**Document segment:**
━━━━━━
# Mateo's Turns 1 Year Old Today :)



## NewYorkDogue (Sep 27, 2011)

Well, it was raining all day today, so no beautiful outdoor shots of my sweet birthday Dogue. Just a quick, kind of weird, close-up...lol.

xxxoooooooo I love you, Mateo!











***Thread title should read: Mateo Turns 1 Year Old Today***


----------



## xellil (Apr 4, 2011)

Awwww. Happy birthday Mateo. You sure have a big beautiful head!


----------



## Sprocket (Oct 4, 2011)

:cheer2:*HAPPY BIRTHDAY MATEO!!!*:cheer2:


----------



## chowder (Sep 7, 2008)

Happy Birthday from Rocky and Shade!!!


----------



## lovemydogsalways (Mar 4, 2012)

Happy birthday mateo!!!!


----------



## Donna Little (May 31, 2011)

Happy Birthday you big beautiful hunk of dog! Seems like he was a little baby just the other day! Well, even though it rained I hope you had a great day!


----------



## Makovach (Jan 24, 2012)

Happy Birthday Mateo! 
You are such a handsome boy!


----------



## magicre (Apr 7, 2010)

i cannot believe he is already a year old...wasn't it just yesterday he was a gangly big puppy?

happy birthday, sweet mateo. just remember. there is a home for you in washington when you get bored with that person who is holding you hostage from me, your one true love


----------



## NewYorkDogue (Sep 27, 2011)

magicre said:


> i cannot believe he is already a year old...wasn't it just yesterday he was a gangly big puppy?
> 
> happy birthday, sweet mateo. just remember. there is a home for you in washington when you get bored with that person who is holding you hostage from me, your one true love


Ha! Well, I know that you have lots of green grass for him to roll around in... and some type of volcano to play on. Dang. I must not let him know of this alternate paradise...


----------



## IslandPaws4Raw (Sep 7, 2011)

Happy birthday big boy! arty:


----------



## nfedyk (Jan 13, 2012)

Happy Birthday to one gorgeous boy !!!!


----------



## xchairity_casex (Oct 8, 2011)

happy birthday!!!


----------



## OnyxDog (Jun 15, 2011)

Happy Birthday, you big gorgeous boy!


----------



## frogdog (Aug 10, 2011)

*HAPPY BIRTHDAY, MATEO*arty:*!*

May has been full of DFC children's birthdays and its only two days in...Yogi's is in 15 days.
━━━━━━
Please say why the birthday thread's first post includes no outdoor shots of Mateo. The listing that follows has no connection to the birthday thread.

(Position annotation records)
━━━━━━
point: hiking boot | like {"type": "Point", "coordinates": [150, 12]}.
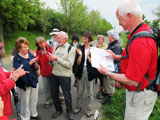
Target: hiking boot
{"type": "Point", "coordinates": [77, 110]}
{"type": "Point", "coordinates": [88, 113]}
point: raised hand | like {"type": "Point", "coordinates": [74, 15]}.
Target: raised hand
{"type": "Point", "coordinates": [15, 74]}
{"type": "Point", "coordinates": [34, 60]}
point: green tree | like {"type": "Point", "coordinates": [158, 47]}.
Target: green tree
{"type": "Point", "coordinates": [157, 12]}
{"type": "Point", "coordinates": [19, 13]}
{"type": "Point", "coordinates": [75, 15]}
━━━━━━
**Answer to the task:** It was raining all day.